── Source information ──

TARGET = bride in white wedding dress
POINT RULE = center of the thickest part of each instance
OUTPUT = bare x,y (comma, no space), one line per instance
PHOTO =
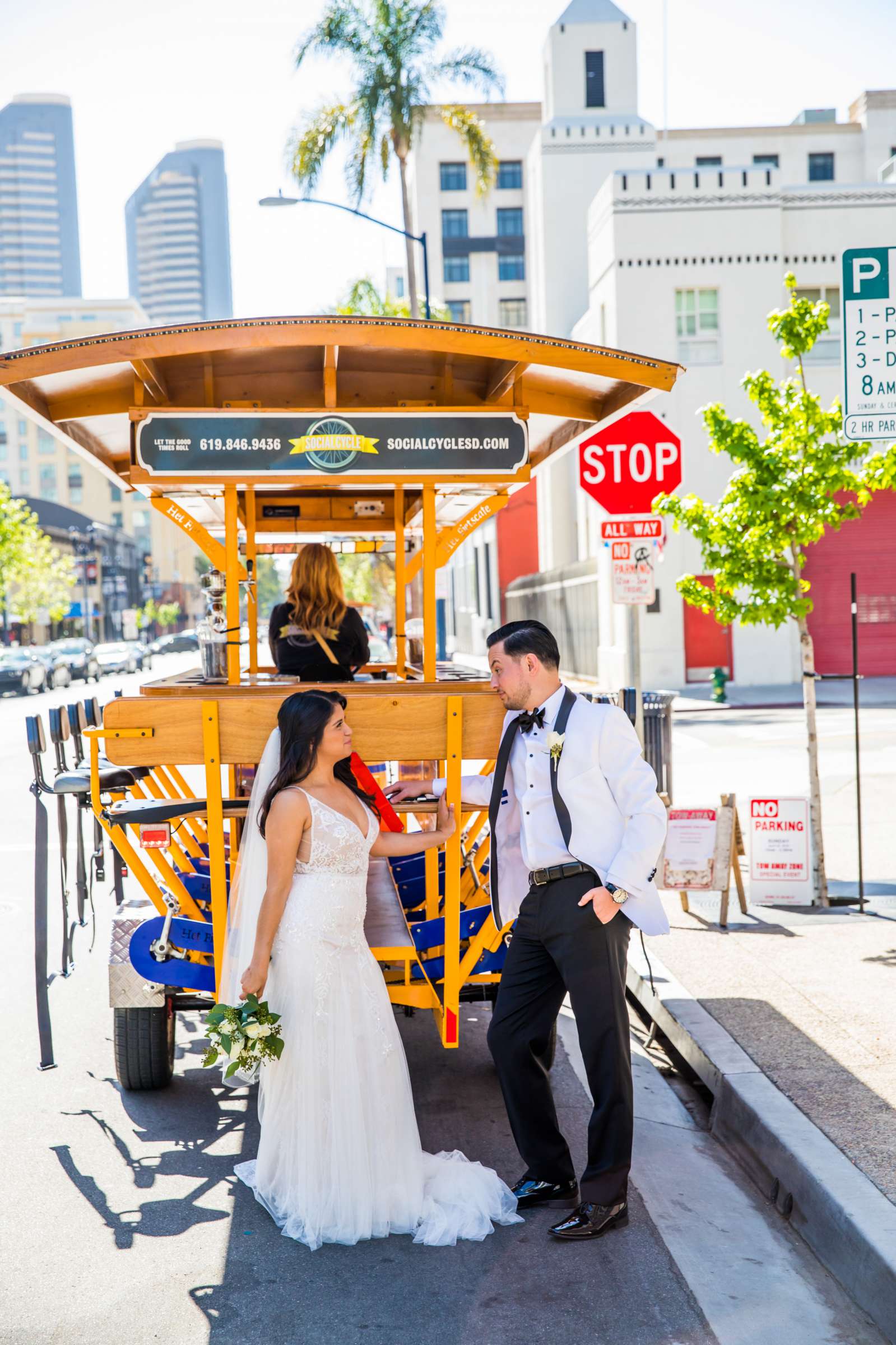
340,1157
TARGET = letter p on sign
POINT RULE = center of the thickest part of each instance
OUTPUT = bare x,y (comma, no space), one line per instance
864,270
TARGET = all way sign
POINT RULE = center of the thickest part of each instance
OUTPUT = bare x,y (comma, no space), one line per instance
648,526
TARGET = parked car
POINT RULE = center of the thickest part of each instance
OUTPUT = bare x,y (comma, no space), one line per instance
80,657
175,643
21,671
58,670
116,657
142,653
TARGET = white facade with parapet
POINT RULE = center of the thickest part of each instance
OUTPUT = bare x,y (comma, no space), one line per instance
672,243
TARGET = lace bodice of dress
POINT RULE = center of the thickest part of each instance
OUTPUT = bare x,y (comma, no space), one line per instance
337,842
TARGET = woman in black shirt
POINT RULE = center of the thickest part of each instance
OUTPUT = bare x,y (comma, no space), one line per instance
315,636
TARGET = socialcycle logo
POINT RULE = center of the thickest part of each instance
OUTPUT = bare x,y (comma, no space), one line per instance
331,444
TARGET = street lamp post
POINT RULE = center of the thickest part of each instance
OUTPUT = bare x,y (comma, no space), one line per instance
81,546
313,201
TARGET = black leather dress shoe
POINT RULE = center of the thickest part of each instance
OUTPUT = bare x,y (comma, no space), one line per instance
563,1195
591,1221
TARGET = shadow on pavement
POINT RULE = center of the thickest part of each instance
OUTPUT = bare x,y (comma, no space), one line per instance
517,1286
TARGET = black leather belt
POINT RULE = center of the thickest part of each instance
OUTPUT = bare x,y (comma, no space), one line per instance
538,878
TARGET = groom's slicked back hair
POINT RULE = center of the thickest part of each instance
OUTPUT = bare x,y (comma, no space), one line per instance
522,638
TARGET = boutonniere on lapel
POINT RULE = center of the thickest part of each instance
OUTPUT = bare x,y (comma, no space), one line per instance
556,747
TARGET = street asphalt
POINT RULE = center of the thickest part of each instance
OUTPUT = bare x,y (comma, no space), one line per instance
122,1222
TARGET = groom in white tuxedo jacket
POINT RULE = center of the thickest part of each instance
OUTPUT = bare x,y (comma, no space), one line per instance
576,829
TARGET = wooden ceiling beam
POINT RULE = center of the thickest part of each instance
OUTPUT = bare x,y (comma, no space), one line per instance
504,377
152,380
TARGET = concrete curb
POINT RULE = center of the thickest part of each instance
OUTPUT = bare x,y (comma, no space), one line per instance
843,1216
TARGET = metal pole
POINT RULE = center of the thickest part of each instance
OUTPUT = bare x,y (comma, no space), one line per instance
423,240
634,666
88,627
858,786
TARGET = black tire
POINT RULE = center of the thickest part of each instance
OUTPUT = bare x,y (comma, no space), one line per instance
145,1047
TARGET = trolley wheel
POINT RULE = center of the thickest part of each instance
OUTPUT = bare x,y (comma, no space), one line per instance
145,1047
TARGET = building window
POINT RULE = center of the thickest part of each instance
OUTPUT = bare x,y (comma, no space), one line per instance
513,313
510,222
510,174
512,267
697,326
827,349
452,177
593,80
48,490
455,270
459,310
454,224
821,167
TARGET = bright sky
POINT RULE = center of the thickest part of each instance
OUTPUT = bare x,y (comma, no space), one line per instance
143,77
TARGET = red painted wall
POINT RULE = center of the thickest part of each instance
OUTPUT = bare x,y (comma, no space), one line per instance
517,529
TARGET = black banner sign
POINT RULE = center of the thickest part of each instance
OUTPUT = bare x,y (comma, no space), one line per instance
374,444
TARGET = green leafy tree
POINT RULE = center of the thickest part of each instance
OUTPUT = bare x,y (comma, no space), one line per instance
34,575
392,46
369,577
44,582
167,614
270,591
786,491
365,299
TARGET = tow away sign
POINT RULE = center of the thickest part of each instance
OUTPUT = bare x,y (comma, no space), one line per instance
779,852
633,572
870,344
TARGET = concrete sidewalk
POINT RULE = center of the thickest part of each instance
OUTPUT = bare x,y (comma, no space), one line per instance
810,996
786,1017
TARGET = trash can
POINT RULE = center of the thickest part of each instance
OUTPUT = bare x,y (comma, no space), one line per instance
658,736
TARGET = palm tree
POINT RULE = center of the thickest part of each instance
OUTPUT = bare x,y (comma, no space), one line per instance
392,44
366,300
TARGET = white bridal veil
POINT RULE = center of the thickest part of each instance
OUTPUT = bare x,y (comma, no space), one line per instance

───

In the records above, how many lines include "street"? Reply only with the number.

2